--- Problems to work on ---
1: According to the Pulse nightclub post, on what date did the Orlando shooting happen?
2: Pick up the Pulse nightclub post after its final sentence and carry it forward.

Tuesday, June 14, 2016

Suppose I Were at the Pulse Nightclub and an Active Shooter is In My Vicinity--Thinking of the A.L.I.C.E. Method

Yes, there is the "run, hide, fight" technique for surviving active shootings. But there is another type of way to survive such horrible things like what happened in Orlando on June 12, 2016.

It is A.L.I.C.E. The letters in this acronym break down just like this:

A - Alert
L - Locdown
I - Identify
C - Counter
E - Evacuate

I heard about stories about people trying to survive or avoid being shot in the bathroom stall at The Pulse when the shooting rang out. Some decided to wait it out, some hid, at least one played dead. The good news was that since there were a litany of past active shootings in the USA, those in the Pulse did all they could to survive even though the body count was massive--50 dead, but it was better than 300 dead.

--- Data shown ---
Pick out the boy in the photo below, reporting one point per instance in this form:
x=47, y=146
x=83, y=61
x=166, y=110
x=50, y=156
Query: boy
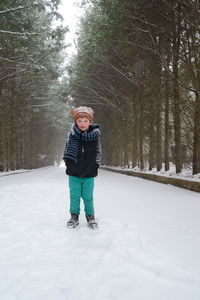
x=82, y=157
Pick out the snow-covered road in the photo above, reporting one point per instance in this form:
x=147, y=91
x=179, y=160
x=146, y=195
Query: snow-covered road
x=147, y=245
---
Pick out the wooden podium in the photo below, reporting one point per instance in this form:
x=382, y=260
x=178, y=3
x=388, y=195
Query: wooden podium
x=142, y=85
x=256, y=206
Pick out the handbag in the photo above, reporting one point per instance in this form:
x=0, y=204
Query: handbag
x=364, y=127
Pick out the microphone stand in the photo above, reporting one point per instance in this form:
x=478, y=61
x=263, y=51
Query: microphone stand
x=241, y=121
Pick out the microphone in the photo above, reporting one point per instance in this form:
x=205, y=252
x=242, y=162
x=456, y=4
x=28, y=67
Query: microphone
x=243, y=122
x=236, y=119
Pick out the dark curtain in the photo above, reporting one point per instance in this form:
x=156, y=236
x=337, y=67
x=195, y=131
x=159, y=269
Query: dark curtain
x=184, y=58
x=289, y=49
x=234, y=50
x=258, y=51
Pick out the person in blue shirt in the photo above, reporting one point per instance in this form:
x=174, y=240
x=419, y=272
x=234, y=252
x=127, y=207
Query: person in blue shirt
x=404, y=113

--- Answers provided ---
1: June 12, 2016.

2:
So even though the shooting had resulted in high casualties, I think at least there were some patrons at The Pulse who did as much as they could to outsmart the shooter before that shooter could kill or maim a lot, lot more people.

Probably the worst active shooting incident in America - worse than Columbine, worse than Sandy Hook, and worse than the Laurie Dann shooting that killed Nicholas Corwin in the 1980s.

What would I do if I were in the Pulse and decided to hide in the bathroom when the shots fired? Here is what I would do to stay alive.

Assuming a shooter will come in the bathroom to look for people to simply shoot or kill, and learning about the A.L.I.C.E. method I saw on a Youtube video (one method to survive a mass shooting), the way I do the crouching position and closing the bathroom door to the stall would be the L, or "lockdown" (basically hiding). If I hear cocking sounds, I know trouble is coming, that's the "I" (Identify - in this case, the shooter is in my vicinity). If the shooter was an extreme lunatic, he would probably fire through the bathroom stall door; if that is so, I would go down (assuming he will fire more shots) and move under through the privacy wall of the stall because if I just hid there, I would not even stand a chance. So.....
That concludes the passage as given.